> [TASK PROMPT]: Format as a JSON list of strings, one per line with blank lines omitted, the lines starting with the line containing "Outline dense forest." and going on through the line containing "349,170,462,218", and only those.

**** RECORD EXTRACTS ****

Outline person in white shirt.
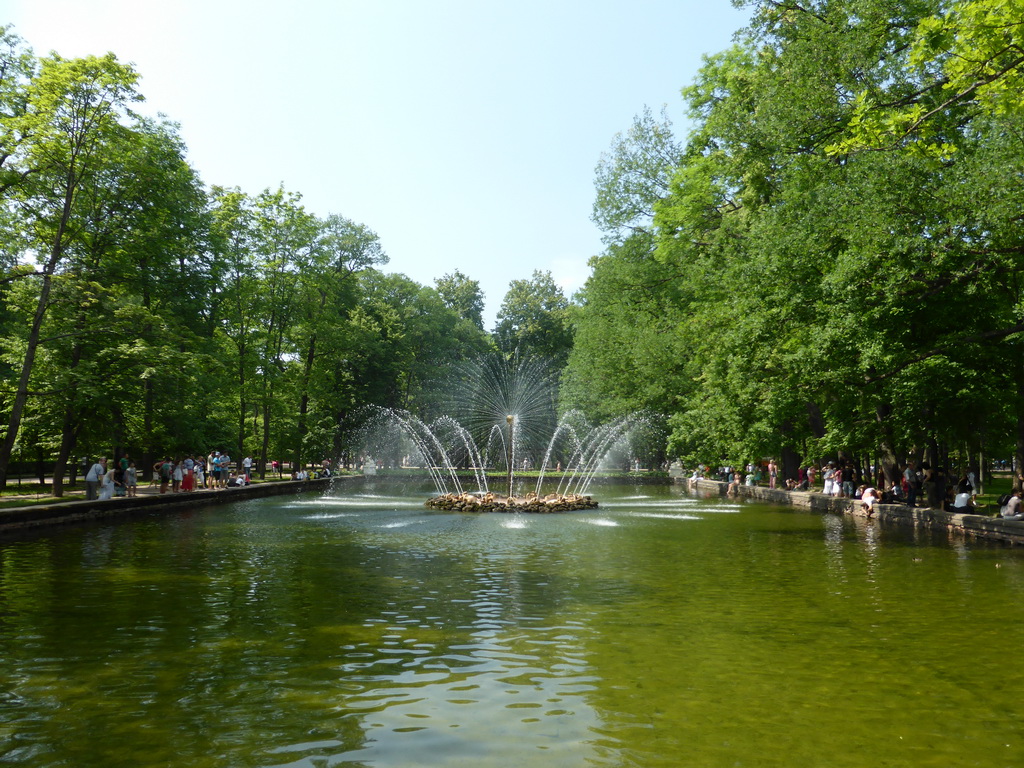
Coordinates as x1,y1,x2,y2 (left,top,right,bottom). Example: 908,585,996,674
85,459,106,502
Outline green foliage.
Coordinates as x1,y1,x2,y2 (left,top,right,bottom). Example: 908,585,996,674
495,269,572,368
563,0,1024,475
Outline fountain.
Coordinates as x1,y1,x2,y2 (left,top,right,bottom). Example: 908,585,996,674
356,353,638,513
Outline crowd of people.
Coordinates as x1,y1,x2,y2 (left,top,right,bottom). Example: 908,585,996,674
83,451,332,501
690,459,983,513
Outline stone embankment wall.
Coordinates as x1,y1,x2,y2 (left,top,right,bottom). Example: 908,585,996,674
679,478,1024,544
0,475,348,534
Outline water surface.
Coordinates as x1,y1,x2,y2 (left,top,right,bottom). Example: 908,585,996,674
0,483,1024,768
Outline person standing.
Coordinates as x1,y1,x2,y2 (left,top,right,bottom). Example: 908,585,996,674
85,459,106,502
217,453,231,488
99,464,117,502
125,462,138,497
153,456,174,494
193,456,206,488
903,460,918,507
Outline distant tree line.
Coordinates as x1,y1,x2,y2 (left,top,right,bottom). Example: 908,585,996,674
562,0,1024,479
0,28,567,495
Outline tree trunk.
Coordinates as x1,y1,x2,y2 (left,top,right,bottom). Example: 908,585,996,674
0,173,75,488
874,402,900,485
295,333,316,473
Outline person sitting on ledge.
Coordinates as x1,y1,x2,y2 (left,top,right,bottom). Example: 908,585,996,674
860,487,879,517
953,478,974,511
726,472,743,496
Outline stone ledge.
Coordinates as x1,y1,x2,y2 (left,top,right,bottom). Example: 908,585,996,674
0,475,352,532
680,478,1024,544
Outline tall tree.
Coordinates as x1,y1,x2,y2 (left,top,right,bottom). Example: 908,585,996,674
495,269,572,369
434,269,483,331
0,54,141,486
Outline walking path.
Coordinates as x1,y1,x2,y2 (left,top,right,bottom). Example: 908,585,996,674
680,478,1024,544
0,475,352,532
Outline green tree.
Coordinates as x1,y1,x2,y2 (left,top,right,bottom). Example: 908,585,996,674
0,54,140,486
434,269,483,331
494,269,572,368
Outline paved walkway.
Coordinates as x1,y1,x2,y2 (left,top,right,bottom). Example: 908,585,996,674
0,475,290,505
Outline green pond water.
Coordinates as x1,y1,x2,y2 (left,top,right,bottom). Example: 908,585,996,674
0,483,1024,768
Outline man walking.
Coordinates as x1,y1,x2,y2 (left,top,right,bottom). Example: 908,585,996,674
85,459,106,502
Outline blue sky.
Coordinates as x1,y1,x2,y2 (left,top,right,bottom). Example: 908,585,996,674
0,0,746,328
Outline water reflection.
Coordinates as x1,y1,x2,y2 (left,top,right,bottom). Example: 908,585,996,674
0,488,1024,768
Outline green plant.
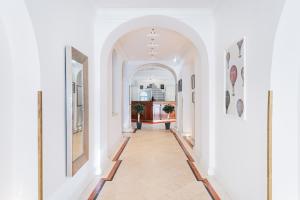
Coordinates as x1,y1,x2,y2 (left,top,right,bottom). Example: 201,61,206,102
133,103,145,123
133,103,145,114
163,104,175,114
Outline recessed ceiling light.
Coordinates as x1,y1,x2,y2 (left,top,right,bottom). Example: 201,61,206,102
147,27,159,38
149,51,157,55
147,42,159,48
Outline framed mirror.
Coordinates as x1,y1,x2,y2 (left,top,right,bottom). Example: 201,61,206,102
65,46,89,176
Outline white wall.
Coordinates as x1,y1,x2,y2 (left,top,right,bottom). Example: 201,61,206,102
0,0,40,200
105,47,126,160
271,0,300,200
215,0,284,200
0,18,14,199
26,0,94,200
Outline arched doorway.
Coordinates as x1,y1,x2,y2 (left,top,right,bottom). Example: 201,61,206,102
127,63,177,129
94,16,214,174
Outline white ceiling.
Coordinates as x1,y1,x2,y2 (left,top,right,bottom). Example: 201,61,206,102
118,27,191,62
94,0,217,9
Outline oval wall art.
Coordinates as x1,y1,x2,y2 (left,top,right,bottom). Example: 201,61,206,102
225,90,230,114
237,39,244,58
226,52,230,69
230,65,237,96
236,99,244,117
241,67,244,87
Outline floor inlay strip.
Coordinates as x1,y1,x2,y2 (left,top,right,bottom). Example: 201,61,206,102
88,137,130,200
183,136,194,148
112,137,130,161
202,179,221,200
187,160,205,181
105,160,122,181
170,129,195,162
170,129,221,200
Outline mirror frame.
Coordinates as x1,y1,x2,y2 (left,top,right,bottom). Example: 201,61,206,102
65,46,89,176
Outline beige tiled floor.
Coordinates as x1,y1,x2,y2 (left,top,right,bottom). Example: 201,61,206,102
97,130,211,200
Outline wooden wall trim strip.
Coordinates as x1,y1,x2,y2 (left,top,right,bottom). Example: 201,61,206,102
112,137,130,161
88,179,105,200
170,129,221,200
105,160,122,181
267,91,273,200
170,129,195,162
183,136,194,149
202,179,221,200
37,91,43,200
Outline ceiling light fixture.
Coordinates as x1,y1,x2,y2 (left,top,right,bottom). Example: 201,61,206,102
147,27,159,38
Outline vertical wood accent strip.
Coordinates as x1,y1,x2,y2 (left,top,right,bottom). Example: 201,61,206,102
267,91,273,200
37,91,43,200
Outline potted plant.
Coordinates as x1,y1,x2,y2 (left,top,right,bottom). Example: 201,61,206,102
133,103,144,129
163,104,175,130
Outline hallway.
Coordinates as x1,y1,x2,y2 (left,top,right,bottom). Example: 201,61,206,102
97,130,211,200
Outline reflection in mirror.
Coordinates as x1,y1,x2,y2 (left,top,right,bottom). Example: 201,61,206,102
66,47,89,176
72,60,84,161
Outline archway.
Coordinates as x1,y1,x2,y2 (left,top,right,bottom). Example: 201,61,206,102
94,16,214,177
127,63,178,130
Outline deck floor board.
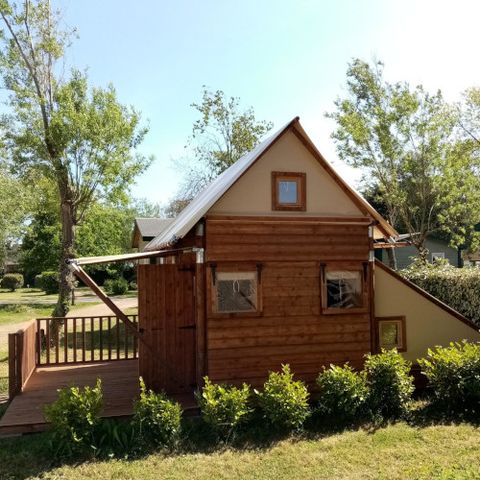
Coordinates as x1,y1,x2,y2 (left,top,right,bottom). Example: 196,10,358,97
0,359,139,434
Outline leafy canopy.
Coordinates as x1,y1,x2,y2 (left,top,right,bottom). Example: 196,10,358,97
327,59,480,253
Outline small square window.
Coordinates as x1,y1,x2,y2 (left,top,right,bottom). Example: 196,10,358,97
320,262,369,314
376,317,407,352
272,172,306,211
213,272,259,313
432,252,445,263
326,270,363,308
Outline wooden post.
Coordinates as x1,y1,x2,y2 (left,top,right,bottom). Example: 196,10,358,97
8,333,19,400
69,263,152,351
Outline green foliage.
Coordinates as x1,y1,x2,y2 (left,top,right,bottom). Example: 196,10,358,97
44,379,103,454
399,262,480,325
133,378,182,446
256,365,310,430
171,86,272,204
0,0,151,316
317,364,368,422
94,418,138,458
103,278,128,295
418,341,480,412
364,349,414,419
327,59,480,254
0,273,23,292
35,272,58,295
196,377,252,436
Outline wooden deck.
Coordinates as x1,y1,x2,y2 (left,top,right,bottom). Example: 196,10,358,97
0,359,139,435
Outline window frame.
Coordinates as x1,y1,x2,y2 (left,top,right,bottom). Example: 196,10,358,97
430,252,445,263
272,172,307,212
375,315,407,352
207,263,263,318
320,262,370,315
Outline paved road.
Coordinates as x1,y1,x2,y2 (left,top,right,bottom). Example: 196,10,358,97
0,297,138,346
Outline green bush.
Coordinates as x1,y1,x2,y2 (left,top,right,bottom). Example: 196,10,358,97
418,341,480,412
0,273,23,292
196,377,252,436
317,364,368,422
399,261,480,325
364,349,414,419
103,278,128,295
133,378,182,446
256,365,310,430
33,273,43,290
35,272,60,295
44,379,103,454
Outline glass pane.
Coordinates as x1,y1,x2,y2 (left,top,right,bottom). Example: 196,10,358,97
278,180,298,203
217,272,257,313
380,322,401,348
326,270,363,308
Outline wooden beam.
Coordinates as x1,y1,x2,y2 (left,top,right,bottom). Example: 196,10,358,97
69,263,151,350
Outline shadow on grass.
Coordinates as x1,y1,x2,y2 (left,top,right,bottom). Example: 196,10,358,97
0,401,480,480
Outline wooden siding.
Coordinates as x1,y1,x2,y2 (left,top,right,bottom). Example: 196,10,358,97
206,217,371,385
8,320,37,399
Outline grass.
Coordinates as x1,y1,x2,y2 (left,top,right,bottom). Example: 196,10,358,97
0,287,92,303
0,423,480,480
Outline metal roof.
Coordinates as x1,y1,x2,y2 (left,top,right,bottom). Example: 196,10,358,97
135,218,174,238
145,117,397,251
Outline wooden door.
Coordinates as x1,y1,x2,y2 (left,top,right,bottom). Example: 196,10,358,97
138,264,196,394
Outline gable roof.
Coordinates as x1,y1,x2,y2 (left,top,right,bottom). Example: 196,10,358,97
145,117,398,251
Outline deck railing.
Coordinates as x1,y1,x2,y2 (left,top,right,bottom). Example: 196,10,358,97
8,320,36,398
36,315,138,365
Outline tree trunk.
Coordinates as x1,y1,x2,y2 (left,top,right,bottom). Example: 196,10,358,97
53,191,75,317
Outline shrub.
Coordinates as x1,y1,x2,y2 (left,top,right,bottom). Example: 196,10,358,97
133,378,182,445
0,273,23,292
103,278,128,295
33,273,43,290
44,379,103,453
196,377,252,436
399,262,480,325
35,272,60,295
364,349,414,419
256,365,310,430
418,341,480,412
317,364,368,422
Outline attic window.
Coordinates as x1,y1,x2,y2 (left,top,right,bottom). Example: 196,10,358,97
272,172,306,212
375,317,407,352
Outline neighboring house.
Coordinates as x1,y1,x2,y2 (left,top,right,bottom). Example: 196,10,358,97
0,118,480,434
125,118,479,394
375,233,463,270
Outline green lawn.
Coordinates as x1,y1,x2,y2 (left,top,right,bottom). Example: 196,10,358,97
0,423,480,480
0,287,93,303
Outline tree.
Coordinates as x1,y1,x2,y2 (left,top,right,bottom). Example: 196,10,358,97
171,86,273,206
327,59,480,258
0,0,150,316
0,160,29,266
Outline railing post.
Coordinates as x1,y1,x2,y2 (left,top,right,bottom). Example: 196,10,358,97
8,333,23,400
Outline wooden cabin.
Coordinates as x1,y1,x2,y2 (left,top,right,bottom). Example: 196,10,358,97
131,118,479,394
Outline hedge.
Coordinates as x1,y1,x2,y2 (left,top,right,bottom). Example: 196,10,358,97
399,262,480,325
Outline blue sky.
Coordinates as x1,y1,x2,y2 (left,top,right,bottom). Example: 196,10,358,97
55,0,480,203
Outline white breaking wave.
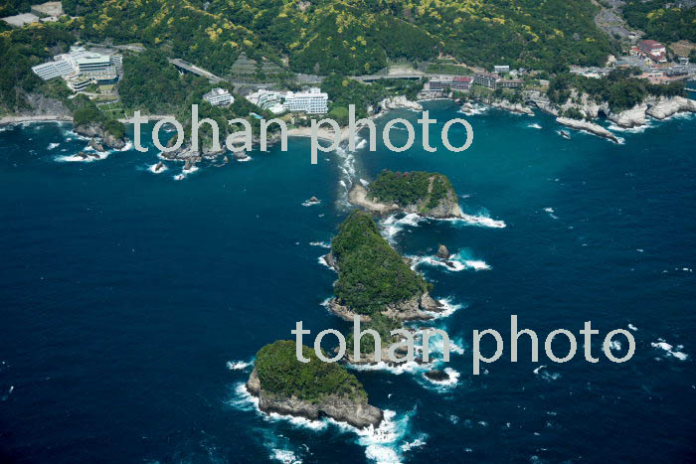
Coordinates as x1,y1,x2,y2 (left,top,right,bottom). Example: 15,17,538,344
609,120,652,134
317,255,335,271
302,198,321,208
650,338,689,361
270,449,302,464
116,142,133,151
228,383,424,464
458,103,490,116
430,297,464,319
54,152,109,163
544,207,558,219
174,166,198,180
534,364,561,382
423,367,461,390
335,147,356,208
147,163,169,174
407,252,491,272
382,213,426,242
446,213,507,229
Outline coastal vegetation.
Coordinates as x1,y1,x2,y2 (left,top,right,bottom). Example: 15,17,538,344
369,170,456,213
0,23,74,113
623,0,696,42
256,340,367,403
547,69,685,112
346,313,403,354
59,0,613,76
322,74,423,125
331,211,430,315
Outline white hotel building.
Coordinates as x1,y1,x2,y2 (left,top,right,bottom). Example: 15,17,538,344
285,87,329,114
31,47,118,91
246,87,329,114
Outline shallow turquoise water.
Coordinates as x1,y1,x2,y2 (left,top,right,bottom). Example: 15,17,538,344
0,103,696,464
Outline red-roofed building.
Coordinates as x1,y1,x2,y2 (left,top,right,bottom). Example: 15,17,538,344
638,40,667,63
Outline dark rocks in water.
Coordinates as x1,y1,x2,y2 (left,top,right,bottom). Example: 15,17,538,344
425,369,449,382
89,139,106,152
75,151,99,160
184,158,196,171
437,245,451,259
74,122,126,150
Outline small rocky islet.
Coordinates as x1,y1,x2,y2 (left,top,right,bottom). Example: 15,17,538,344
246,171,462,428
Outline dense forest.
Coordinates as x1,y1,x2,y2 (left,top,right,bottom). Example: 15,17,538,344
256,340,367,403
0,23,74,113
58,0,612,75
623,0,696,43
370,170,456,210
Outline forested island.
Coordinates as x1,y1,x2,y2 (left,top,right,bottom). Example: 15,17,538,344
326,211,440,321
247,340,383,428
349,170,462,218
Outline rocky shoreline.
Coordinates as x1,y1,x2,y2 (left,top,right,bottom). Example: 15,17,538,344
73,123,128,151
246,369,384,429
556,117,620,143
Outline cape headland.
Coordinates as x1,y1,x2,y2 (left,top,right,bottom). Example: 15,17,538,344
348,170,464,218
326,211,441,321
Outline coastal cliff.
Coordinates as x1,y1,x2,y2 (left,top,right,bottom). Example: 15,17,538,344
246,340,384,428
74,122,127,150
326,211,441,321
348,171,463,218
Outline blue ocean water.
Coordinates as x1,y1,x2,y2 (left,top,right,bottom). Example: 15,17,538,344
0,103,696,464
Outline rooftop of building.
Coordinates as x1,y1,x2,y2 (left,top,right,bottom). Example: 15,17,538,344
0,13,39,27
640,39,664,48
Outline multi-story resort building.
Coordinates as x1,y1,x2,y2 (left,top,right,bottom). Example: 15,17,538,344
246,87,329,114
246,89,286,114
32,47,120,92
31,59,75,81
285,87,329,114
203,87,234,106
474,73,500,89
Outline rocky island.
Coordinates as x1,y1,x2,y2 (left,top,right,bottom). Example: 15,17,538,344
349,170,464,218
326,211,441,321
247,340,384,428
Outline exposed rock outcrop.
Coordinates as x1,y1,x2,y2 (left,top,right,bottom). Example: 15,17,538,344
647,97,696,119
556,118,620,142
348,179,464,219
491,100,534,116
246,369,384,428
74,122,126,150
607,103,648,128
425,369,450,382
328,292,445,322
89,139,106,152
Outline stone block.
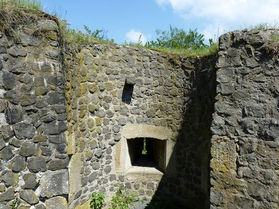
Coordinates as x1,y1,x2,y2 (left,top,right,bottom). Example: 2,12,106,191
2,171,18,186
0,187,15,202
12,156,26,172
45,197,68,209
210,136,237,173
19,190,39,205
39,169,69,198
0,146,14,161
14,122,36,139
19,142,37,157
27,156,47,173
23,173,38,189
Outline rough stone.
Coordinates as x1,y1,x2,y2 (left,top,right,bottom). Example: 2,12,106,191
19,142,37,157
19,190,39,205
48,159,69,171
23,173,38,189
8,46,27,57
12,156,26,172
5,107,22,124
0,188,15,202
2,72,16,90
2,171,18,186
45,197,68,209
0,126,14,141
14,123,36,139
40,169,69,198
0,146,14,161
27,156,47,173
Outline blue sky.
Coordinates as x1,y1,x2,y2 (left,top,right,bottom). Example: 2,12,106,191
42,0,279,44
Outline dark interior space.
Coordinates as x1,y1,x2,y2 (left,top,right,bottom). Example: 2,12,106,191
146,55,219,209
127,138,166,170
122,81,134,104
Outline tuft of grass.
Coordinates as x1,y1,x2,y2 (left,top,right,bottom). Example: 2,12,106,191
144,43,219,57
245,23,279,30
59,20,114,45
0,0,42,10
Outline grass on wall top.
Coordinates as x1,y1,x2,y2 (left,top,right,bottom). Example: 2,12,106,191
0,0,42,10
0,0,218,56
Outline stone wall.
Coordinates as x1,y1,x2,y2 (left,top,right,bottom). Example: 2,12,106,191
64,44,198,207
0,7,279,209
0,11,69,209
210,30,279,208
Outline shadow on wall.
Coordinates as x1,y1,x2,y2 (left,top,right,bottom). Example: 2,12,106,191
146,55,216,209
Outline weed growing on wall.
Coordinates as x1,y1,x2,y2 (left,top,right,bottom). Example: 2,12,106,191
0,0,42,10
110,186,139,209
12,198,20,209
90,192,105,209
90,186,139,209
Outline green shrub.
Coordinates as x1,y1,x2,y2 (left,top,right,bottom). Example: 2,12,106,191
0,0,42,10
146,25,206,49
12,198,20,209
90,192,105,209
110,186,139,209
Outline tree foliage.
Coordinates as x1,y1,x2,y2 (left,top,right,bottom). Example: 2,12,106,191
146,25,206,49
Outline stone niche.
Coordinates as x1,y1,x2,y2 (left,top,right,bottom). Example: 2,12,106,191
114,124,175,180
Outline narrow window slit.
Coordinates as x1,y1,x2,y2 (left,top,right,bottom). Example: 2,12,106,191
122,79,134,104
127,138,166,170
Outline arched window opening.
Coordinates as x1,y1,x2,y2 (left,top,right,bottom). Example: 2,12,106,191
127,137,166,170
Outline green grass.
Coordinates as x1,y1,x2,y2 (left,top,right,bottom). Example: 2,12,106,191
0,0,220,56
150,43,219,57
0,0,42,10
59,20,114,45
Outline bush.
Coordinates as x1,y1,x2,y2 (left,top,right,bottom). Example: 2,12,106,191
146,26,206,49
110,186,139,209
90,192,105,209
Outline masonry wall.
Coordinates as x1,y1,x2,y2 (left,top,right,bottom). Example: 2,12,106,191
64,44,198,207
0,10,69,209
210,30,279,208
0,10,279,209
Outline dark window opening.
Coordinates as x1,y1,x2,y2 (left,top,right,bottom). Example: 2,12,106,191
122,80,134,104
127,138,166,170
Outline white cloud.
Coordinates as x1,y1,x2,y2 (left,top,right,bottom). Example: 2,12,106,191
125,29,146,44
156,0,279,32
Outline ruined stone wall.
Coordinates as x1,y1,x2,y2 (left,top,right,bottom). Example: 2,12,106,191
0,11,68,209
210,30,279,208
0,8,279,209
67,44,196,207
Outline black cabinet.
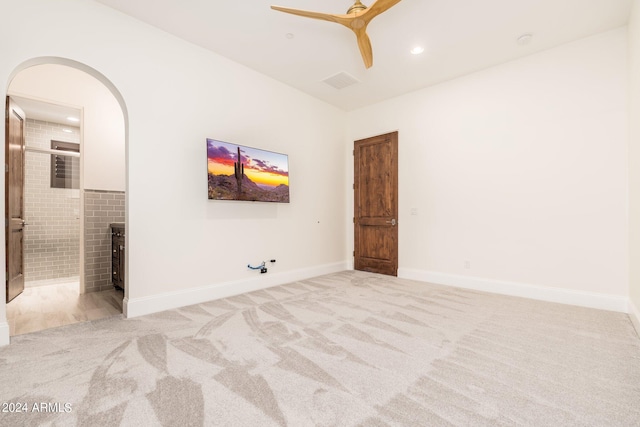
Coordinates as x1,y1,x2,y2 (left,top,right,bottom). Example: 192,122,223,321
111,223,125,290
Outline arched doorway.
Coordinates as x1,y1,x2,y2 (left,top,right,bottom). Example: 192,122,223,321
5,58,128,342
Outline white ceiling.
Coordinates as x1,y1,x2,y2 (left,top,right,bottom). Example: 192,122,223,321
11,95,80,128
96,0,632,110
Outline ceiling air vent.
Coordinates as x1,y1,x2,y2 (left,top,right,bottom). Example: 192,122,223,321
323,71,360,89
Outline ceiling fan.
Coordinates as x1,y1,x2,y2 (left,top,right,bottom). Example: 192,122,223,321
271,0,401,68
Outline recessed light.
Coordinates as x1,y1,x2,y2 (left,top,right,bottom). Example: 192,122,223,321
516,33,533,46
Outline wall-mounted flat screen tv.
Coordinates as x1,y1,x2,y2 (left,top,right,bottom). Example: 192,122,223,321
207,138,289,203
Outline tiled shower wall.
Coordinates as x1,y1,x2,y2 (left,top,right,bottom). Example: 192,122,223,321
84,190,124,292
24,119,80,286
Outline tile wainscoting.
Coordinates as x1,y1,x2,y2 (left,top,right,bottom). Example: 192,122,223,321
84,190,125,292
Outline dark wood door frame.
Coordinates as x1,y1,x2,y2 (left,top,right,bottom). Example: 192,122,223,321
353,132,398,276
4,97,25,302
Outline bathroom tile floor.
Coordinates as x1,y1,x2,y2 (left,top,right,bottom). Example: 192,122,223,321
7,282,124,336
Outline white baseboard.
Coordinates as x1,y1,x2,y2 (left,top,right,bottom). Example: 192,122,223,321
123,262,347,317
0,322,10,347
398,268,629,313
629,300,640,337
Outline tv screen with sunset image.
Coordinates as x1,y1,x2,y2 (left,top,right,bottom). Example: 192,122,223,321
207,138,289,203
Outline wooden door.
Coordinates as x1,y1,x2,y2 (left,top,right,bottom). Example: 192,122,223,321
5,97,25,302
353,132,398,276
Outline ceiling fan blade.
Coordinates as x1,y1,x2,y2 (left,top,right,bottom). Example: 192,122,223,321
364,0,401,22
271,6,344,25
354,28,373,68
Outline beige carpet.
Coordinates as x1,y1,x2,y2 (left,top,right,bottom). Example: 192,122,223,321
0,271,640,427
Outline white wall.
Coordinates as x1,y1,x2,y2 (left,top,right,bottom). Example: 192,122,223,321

****

> [THE RESULT]:
[
  "Outline dense forest.",
  "Coordinates as x1,y1,x2,y2 (left,top,right,bottom). Example: 15,17,538,344",
  "256,340,367,403",
  "0,23,74,113",
  "58,0,612,75",
  "623,0,696,43",
  "370,170,456,210",
  "Outline forested island.",
  "Coordinates as x1,y1,x2,y2 (left,top,right,bottom). Example: 15,17,538,344",
  "326,211,440,321",
  "247,340,383,428",
  "349,170,462,218"
]